* Source extract *
..............................
This part is obligatory, really boring stuff. If you just want to get to the the T & A, skip this section. Just don’t ask questions that are answered here, because then you’ll be “that guy”.

A few players showed up one one set of source data and not the other, or repeated exactly within the same source data, so I’ve eliminated those.
Lists only include players who had 30+ IP for one specific team, not over several teams combined.
A few SP show up on the list multiple times due to having 30+ IP for multiple teams.
Data is split between SP and RP, so players should only be credited with stats for one role or the other per each list, respectively.
Some of the data is skewed by differences in pitch counts, spot starts by RP, relief appearances by SP, trades, and/or other statistical errors between sources.
References:
FanGraphs
Stat Corner
DRaysBay

If you’d like to peruse the data for your favorite players, check out the full document here and comment below with questions. Thanks for reading!

SP Sandbaggers (eK% / K% / K% Diff):

Randall Delgado – 18.0 / 12.2 / 5.8
He represents the biggest difference, postive or negative. Control remained an issue and he was pretty lucky with a .220 BABIP and 86.5 LOB%. However, if he can manage to tack down more first pitch strikes and harness some BBs, he could rein in even more upside. He and everybody else… If he ends up in the majors over Minor/Teheran, I certainly wouldn’t expect a Beachy-like season. I wouldn’t hold my breath for a Minor’s-minors-like season either.

Guillermo Moscoso – 17.9 / 13.9 / 4.0
He should have had enough Ks to place him slightly below the league average 7.13 K/9. However, he was fortunate hitters made enough bad contact (79.1 O-Contact%) to get themselves out when his control lapsed. There’s enough downside to spoil any upside, and the move to Coors won’t help. In the interest of manipulating time and space, let’s just pretend most of these schmohawks are invisible. Collmenter to Vargas: “Hey, can you believe that sh…”

Phil Hughes – 17.8 / 14.2 / 3.6
If you’re reading this (skimming counts), chances are you’ve been burned by Hughes at some point in your fantasy career. He dealt with injury and “hittability” last year, but showed flickers of that sweet, sweet flame. Sure there’s reason for concern, but he’s only 25 and here’s one more reason for optimism. There’s reasoning for ya. If he’s traded or somehow ends up Yanked back into the rotation despite the acquisitions of Pineda and Kuroda, keep the fire burning.
..............................
Items from a data source
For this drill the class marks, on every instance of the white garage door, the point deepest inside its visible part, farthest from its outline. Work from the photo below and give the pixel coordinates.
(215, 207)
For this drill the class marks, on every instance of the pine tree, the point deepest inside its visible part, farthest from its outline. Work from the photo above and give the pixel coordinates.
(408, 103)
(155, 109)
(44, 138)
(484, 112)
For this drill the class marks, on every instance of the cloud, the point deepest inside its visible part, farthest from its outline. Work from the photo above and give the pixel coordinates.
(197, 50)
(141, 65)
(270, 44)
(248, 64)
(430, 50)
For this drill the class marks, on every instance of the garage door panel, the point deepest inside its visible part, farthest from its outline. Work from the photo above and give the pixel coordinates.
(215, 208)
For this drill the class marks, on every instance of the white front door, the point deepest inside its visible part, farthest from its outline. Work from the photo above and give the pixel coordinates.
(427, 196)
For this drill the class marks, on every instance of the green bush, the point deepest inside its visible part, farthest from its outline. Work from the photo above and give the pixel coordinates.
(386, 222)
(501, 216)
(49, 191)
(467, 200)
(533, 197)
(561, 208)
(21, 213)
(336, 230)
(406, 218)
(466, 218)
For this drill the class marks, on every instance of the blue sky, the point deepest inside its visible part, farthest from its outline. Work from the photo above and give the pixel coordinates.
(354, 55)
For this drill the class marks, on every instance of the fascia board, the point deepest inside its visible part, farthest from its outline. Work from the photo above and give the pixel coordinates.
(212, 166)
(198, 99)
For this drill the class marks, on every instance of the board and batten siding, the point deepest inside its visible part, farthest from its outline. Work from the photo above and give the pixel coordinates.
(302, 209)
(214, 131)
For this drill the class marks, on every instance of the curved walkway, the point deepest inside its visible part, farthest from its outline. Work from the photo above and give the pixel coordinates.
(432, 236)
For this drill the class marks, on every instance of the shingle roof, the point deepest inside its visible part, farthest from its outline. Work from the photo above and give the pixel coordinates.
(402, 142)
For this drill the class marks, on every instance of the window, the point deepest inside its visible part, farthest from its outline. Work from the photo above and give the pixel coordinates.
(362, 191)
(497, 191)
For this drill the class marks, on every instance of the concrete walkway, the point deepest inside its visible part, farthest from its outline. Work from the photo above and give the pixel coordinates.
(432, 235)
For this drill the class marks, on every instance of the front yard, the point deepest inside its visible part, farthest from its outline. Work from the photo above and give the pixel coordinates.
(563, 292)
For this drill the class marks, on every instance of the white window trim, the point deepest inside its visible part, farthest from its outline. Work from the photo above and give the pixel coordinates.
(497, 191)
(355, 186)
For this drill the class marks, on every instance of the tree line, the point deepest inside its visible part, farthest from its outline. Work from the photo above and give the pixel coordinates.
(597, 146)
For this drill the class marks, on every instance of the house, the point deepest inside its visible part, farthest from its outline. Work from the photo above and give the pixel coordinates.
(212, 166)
..............................
* Problem *
Extend the article on pitchers' strikeout rates, picking up right after its final sentence.

* Output of the task *
Shaun Marcum – 21.9 / 19.2 / 2.7
2.7% doesn’t sound like a whole lot, does it? However, at 200 IP and 823 batters faced, “U” should’ve been looking at about +20 K and +1 K/9. Yeah, Grey probably had good reason to like him so much. There isn’t much NOT to like about his numbers, so Marcum down for improvement.

Doug Fister – 17.4 / 14.8 / 2.6 (SEA), 20.8 / 20.9 / -0.1 (DET)
And here you thought Fister was fun to mention before? It looks like he had potential to get more guys to swing & miss, it just took the move to Detroit for him to capitalize more, and then some more on top of that. He’s likely to regress a little and his 17.2% slider usage might land him at the bottom fringe of Rudy’s Top 20 Risky Pitchers For 2012 list, but some of his stuff is legit. Welcome, fister+bottom+stuff Googlers!

Edinson Volquez – 23.8 / 21.3 / 2.5
Yes, he strikes dudes out. Yes, he walks them too. Yes, his consistent velocity and plate discipline, absurd 20.7 HR/FB%, and 1st inning ineptitude tell me some of his struggles were fluky. Yes, he will get less run support in SD. Yes, PETCO should help. Yes, he could pull a post-Dusty Harang-ment. Yes, I’m telling you to keep at least a lazy eye on him.

Jake Peavy – 21.6 / 19.3 / 2.3
Though some of his metrics looked like imperials and vice versa, there appears to be a millibigass (that’s a thousandth of a bigass) light at the end of the tunnel. But… and that’s a badonkadonkeykong-sized but… he needs to stay healthy long enough to get his conversion tables sorted out. Sometimes you don’t need standardized OR fanciful measurements to tell you what you should already know.

Jeremy Hellickson – 17.3 / 15.1 / 2.2
Bad news is, his K/9 was only 5.57. Good news is, it should have been about 6.4. “Wait, that’s good news?” Bad news is, his ERA/WHIP were artificially low. Good news is, the extra Ks should balance those out somewhat. “Some what?” Bad news is, he fits the risky pitcher bill. Bad news is, he’ll cost too much come draft time, regardless. “But…”. Yeah, I know good news was supposed to come next.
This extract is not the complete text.